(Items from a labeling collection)

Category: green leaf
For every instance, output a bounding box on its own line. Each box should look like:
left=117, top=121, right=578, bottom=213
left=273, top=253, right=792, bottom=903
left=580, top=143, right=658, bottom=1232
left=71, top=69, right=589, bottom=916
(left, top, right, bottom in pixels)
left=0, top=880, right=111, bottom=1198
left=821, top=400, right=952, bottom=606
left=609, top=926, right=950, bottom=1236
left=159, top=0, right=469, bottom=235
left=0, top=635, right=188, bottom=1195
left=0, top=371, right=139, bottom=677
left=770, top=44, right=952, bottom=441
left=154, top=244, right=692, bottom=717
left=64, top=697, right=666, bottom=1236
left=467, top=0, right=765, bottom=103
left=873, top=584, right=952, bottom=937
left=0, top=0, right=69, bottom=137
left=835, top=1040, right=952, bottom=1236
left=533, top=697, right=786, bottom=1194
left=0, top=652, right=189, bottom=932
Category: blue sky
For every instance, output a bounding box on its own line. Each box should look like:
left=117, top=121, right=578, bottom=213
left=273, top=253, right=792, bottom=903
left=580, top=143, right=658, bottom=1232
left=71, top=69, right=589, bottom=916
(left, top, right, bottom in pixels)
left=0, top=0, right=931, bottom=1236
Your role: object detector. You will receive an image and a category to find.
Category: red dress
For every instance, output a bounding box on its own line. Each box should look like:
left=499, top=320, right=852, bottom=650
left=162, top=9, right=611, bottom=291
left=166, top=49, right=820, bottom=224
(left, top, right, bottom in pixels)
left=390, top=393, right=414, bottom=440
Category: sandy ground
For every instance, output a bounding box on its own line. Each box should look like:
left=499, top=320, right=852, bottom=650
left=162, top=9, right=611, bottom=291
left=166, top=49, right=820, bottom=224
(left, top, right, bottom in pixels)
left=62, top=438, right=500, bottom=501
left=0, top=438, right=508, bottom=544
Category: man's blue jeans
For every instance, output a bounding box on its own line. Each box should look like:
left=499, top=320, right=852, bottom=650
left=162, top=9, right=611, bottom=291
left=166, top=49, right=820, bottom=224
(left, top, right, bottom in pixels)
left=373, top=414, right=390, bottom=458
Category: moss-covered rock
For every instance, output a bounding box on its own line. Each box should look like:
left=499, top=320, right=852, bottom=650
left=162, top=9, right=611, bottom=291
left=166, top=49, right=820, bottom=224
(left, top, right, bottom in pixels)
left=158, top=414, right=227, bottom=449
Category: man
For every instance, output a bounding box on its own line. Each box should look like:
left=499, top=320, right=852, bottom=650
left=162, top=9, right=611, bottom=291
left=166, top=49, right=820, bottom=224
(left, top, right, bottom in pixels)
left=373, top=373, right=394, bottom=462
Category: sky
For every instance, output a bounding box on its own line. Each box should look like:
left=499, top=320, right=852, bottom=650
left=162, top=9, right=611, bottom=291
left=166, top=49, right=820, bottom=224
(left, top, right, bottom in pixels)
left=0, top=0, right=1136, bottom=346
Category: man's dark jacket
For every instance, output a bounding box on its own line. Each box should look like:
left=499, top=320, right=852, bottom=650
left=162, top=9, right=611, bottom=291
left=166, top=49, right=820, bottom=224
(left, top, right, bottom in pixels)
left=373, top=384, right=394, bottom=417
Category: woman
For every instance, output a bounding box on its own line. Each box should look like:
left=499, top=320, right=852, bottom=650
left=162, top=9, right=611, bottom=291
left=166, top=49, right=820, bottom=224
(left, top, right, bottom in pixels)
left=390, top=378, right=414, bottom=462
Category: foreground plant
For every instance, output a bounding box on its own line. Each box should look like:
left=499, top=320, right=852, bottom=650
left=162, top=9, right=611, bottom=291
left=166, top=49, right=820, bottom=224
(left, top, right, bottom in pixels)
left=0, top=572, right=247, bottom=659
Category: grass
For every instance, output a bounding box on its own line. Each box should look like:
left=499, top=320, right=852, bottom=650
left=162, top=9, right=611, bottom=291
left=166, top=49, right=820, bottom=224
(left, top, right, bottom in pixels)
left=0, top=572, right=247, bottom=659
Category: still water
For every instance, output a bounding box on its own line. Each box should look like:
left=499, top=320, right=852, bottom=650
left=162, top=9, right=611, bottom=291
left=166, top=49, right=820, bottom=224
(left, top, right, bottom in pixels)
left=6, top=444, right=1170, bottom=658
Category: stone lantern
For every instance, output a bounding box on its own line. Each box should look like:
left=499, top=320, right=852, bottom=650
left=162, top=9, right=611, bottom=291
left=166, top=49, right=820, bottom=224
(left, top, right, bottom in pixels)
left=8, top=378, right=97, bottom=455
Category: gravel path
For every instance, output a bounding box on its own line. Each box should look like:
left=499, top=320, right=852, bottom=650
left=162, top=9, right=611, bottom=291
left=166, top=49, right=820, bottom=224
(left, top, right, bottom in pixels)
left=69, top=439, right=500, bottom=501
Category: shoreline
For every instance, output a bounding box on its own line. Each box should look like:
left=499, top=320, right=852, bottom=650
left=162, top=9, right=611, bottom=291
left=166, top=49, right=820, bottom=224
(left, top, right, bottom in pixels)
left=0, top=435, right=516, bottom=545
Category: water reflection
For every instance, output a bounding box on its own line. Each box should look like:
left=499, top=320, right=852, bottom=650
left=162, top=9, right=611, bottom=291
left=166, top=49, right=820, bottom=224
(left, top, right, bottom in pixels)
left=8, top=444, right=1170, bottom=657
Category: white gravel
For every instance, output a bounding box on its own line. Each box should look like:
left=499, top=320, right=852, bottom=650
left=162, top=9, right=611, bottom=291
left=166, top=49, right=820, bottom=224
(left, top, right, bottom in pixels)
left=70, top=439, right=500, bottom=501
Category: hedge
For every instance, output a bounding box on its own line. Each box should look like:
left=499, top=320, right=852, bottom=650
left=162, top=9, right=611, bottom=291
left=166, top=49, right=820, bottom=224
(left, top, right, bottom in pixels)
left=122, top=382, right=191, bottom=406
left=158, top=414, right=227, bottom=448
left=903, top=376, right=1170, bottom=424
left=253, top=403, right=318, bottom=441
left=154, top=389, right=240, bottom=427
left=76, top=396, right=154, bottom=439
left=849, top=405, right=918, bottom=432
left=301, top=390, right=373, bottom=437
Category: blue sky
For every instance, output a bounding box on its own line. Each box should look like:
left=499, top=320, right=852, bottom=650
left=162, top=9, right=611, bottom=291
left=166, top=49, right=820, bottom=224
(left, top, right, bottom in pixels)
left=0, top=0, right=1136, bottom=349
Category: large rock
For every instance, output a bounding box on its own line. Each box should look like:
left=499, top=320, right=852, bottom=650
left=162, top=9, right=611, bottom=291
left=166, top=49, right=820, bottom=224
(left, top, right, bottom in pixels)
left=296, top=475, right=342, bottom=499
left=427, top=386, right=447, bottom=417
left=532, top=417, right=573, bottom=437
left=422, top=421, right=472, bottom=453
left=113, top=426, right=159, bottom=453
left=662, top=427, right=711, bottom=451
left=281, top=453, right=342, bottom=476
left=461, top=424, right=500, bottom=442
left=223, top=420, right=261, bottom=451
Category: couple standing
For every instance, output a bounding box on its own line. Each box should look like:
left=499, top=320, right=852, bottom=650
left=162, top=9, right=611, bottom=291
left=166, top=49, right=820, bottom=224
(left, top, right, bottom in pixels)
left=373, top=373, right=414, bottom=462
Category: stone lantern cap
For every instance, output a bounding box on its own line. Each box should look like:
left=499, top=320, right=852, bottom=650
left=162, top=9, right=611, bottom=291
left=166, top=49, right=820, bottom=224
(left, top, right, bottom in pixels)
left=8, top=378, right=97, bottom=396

**Task requirements**
Tally the lines of the records above that contain the string "water", and give only that number. Case counts.

**Solution below**
2